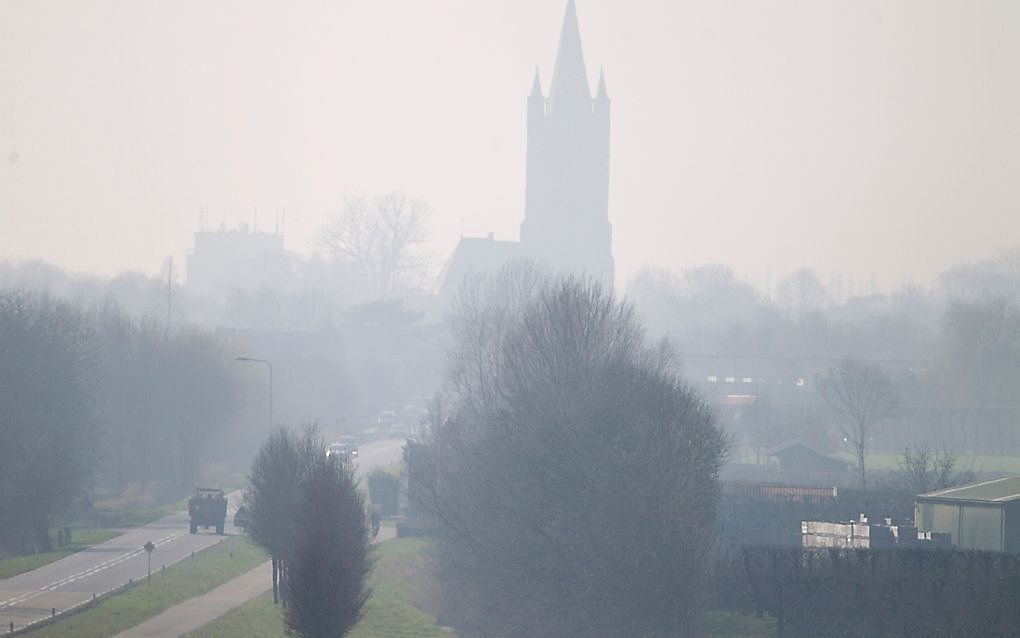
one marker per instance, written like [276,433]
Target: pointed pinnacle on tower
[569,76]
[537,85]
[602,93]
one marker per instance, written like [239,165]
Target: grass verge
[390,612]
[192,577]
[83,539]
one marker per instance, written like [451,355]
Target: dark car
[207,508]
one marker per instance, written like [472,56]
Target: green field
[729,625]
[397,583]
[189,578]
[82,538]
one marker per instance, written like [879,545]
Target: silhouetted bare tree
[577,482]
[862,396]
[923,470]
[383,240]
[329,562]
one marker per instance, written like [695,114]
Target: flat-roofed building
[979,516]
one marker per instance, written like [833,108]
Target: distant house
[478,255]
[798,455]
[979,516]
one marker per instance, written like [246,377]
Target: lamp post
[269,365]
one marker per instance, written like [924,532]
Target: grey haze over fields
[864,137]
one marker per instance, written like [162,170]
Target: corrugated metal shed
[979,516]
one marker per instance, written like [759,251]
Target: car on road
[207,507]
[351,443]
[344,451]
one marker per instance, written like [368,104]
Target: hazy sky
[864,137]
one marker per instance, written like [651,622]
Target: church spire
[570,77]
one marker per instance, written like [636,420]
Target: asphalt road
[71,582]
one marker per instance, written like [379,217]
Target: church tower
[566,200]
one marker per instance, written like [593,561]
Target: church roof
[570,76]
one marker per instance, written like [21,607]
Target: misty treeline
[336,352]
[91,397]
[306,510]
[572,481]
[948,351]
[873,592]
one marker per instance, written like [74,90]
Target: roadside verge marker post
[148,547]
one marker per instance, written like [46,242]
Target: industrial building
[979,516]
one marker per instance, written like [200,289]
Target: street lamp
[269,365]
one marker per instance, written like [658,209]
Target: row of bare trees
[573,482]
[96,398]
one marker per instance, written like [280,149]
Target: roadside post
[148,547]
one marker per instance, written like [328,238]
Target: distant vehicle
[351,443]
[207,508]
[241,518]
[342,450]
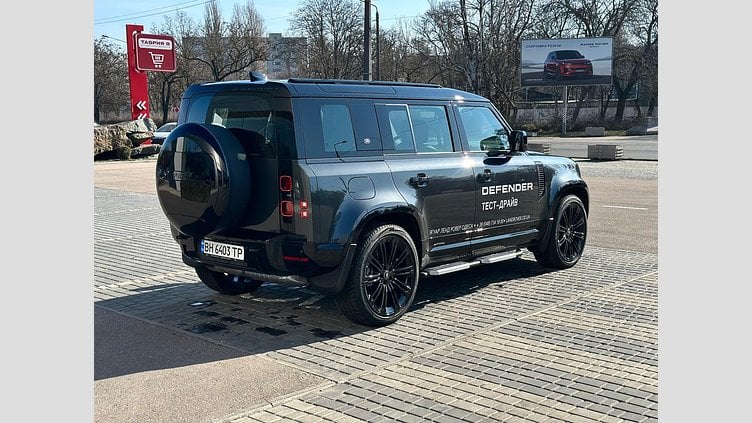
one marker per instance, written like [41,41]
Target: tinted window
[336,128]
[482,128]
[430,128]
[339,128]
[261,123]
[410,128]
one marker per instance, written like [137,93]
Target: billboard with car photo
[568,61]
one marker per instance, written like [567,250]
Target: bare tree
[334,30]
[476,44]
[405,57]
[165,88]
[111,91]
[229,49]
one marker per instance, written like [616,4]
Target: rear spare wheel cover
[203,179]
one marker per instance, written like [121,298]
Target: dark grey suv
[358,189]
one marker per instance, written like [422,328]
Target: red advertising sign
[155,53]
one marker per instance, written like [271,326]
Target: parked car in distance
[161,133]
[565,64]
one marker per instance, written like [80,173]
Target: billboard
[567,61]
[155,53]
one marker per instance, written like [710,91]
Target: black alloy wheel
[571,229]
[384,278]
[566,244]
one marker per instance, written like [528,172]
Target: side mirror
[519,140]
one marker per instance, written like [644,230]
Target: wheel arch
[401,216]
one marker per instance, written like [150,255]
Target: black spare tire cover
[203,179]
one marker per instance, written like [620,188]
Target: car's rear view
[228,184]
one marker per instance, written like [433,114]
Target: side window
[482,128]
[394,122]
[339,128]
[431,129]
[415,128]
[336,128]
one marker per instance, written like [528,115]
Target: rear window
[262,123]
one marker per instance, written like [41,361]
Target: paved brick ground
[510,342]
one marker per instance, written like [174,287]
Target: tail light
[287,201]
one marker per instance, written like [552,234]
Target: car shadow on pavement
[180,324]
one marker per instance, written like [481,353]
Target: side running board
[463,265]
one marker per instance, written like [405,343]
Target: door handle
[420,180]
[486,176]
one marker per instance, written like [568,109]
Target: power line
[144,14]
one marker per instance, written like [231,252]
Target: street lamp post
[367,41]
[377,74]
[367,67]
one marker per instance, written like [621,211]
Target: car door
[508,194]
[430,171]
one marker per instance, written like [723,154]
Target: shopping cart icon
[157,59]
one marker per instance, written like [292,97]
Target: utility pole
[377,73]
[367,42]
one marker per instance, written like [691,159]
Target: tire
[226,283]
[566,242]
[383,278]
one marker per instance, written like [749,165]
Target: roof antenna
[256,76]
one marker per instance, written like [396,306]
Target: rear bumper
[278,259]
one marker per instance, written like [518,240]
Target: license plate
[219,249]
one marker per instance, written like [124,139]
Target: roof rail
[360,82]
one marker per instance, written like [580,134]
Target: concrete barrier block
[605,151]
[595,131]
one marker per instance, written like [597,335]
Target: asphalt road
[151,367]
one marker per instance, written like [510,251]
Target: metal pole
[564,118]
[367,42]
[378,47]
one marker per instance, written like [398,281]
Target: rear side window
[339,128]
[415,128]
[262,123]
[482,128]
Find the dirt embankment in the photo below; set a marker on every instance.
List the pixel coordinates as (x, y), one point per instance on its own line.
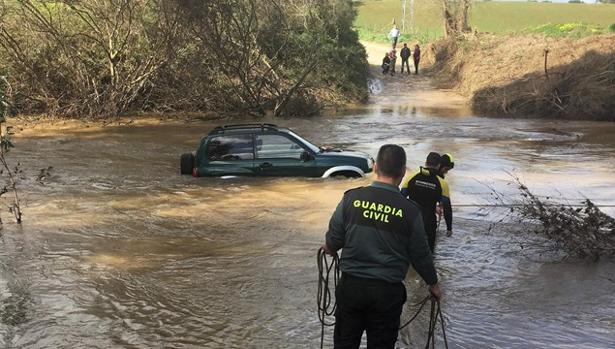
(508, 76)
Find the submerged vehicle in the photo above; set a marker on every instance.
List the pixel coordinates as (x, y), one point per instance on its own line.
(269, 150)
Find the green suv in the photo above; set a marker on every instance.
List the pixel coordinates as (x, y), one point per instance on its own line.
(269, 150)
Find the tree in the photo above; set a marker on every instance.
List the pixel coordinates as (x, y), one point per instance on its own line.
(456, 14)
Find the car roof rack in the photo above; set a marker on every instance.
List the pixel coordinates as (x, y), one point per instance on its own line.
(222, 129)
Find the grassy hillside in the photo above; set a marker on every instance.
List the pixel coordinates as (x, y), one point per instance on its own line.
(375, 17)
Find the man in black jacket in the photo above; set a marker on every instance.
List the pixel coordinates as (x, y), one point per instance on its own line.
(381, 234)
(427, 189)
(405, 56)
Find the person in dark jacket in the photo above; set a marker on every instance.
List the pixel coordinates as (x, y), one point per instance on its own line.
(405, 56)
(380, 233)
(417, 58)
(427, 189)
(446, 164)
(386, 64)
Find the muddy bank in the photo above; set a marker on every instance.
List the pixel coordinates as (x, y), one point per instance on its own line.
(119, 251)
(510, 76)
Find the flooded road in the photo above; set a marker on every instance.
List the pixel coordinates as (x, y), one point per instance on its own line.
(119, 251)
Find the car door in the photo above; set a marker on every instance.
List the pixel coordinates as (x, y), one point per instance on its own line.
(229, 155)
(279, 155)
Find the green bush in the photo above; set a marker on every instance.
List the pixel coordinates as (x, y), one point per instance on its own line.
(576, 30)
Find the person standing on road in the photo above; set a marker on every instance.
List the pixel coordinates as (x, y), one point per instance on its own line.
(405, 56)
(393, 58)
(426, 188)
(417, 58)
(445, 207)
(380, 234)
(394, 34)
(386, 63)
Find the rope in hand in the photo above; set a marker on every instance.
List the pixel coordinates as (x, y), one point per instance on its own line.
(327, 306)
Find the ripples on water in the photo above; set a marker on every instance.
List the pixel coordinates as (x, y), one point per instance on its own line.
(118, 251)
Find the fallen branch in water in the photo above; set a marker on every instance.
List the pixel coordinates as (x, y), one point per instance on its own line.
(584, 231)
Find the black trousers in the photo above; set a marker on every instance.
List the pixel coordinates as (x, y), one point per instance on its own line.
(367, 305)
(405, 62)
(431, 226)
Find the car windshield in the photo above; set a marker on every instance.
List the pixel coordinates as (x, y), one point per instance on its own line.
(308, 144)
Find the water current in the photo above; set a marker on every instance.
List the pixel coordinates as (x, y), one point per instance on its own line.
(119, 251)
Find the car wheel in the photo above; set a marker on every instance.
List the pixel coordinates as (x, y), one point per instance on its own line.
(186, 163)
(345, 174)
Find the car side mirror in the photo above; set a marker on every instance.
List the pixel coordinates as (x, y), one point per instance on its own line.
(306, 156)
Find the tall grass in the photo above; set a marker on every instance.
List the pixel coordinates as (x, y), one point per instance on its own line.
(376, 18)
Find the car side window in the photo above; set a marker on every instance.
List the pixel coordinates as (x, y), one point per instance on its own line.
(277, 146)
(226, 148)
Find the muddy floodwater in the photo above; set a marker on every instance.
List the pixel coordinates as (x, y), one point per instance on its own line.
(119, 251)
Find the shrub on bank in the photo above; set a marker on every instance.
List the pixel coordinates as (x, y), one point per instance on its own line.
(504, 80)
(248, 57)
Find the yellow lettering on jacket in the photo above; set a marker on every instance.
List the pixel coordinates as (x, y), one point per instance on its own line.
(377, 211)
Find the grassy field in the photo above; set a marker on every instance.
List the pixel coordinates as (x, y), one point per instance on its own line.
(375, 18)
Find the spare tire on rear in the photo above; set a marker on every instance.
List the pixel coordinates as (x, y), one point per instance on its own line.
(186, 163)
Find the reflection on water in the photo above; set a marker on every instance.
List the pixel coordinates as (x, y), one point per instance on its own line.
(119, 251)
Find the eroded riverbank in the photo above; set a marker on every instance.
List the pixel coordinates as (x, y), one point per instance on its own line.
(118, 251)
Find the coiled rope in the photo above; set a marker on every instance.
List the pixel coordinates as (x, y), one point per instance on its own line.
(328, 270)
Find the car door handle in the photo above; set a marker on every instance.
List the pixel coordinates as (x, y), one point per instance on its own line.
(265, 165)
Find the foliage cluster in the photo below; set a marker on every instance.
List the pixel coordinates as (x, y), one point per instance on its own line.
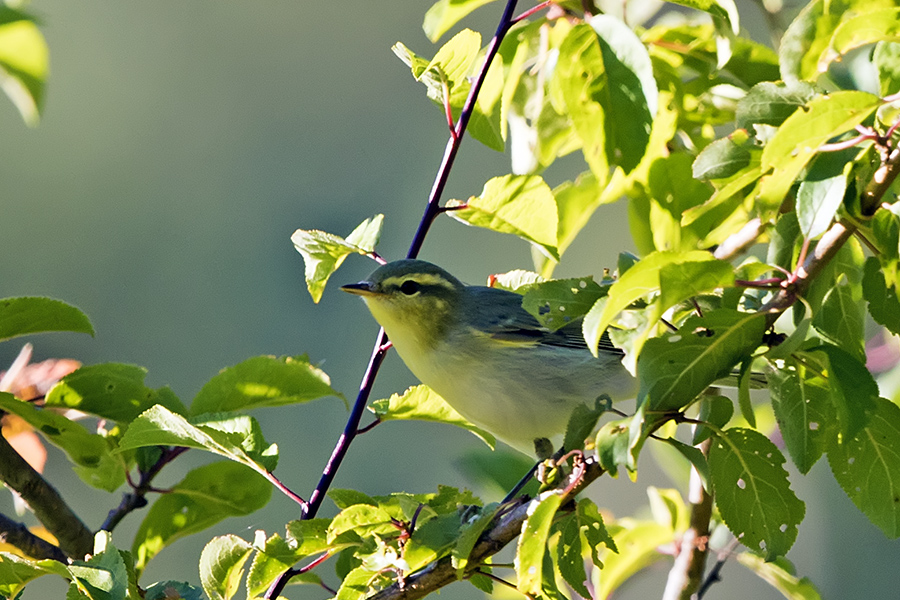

------------------------------------------------

Give the number of lines in the listing that contain the word "below", leaving out all other words.

2